TEXT BLOCK:
Exposure to the anesthetic agent isoflurane increases “programmed cell death” of specific types of cells in the newborn mouse brain, reports a study in the April issue of Anesthesia & Analgesia, official journal of the International Anesthesia Research Society (IARS).
With prolonged exposure, a common inhaled anesthesia eliminates approximately two percent of neurons in the cortex of newborn mice. Although its relevance to anesthesia in human newborns remains to be determined, the study by Dr George K. Istaphanous and colleagues of Cincinnati Children’s Hospital Medical Center provides unprecedented detail on the cellular-level effects of anesthetics on the developing brain.
Isoflurane Exposure Increases ‘Programmed Death’ of Brain Cells
In the study, seven-day-old mice were exposed to isoflurane for several hours. After exposure, sophisticated examinations were performed to assess the extent of isoflurane-induced brain cell death, including the specific types, locations, and functions of brain cells lost.
Isoflurane exposure led to widespread increases programmed cell death, called apoptosis, throughout the brain. Although cell loss was substantially higher after isoflurane exposure, the cell types lost were similar to the cells lost in the apoptosis that is part of normal brain maturation. In both cases, mainly neurons were lost. Neurons are the cells that transmit and store information.
The rate of cell death in the superficial cortex—the thick outer layer of the brain—was at least eleven times higher in isoflurane-exposed animals than seen with normal brain maturation. Overall, approximately two percent of cortical neurons were lost after isoflurane exposure. Astrocytes, another major type of cortical brain cells, were less affected by anesthetic exposure.
Relevance to Anesthesia in Human Newborns Is Unclear—For Now
A growing body of evidence suggests that isoflurane and similar anesthetics may have toxic effects on brain cells in newborn animals and humans. “However, neither the identity of dying cortical cells nor the extent of cortical cell loss has been sufficiently characterized,” according to Dr Istaphanous and colleagues.
The new study provides detailed information on the extent and types of brain cell loss resulting from prolonged isoflurane exposure in newborn mice. It’s unclear whether the two percent brain cell loss induced in the experiments would lead to any permanent damage—in previous studies, newborn isoflurane-exposed mice showed no obvious brain damage long after the exposure.
It can’t be assumed that isoflurane causes similar patterns of cellular damage in human newborns requiring general anesthesia, Dr Istaphanous and coauthors emphasize. Some studies have linked early-life exposure to anesthesia and surgery to later behavioral and learning abnormalities. Other studies have found no adverse affects on children exposed to anesthetics during vulnerable times of brain development. Further research on the selective nature and molecular mechanisms of isoflurane-induced brain cell death would be needed to determine the relevance of the experimental findings, if any, to human infants undergoing anesthesia.

DATA:
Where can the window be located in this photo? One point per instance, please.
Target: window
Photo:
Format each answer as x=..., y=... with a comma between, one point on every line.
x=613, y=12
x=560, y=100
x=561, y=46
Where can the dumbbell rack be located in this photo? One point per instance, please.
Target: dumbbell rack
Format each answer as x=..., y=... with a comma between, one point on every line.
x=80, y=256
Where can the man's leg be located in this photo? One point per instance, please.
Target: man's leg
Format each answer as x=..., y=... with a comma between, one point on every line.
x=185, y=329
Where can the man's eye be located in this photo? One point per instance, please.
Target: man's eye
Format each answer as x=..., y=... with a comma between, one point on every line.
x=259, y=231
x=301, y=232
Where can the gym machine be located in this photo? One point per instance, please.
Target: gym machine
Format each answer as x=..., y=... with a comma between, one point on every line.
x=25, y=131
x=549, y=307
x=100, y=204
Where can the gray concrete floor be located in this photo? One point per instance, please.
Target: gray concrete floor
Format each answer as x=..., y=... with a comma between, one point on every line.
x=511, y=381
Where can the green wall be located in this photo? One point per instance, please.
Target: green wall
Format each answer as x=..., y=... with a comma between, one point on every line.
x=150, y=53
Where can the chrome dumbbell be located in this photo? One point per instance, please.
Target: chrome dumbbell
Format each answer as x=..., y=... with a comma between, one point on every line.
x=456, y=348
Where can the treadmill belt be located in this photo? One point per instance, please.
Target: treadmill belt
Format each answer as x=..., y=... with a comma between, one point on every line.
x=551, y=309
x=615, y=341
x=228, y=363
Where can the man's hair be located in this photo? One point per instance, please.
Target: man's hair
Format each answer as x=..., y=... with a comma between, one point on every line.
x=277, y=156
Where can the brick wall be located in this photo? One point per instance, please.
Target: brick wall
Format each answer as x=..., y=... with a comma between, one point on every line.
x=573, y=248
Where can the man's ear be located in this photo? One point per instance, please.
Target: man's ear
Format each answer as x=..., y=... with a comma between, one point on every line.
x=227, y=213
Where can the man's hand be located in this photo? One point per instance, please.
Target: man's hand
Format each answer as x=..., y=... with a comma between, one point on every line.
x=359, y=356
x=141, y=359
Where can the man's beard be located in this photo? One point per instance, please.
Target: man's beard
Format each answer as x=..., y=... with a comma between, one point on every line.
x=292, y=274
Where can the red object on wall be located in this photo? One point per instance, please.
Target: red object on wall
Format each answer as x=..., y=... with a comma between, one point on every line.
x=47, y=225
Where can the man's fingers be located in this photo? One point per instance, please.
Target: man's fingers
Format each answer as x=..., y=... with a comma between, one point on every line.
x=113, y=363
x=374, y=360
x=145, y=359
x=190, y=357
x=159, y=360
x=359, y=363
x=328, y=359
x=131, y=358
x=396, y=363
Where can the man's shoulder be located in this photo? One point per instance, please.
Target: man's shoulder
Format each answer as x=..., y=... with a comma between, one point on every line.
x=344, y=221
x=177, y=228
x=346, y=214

EXPLORE THE MATERIAL:
**1.** Reproduce the passage of the isoflurane article starting at "Relevance to Anesthesia in Human Newborns Is" and ending at "after the exposure.".
**2.** In the isoflurane article, how old were the mice when they were exposed to the anesthetic?

LIST OF ANSWERS:
**1.**
Relevance to Anesthesia in Human Newborns Is Unclear—For Now
A growing body of evidence suggests that isoflurane and similar anesthetics may have toxic effects on brain cells in newborn animals and humans. “However, neither the identity of dying cortical cells nor the extent of cortical cell loss has been sufficiently characterized,” according to Dr Istaphanous and colleagues.
The new study provides detailed information on the extent and types of brain cell loss resulting from prolonged isoflurane exposure in newborn mice. It’s unclear whether the two percent brain cell loss induced in the experiments would lead to any permanent damage—in previous studies, newborn isoflurane-exposed mice showed no obvious brain damage long after the exposure.

**2.** They were seven days old.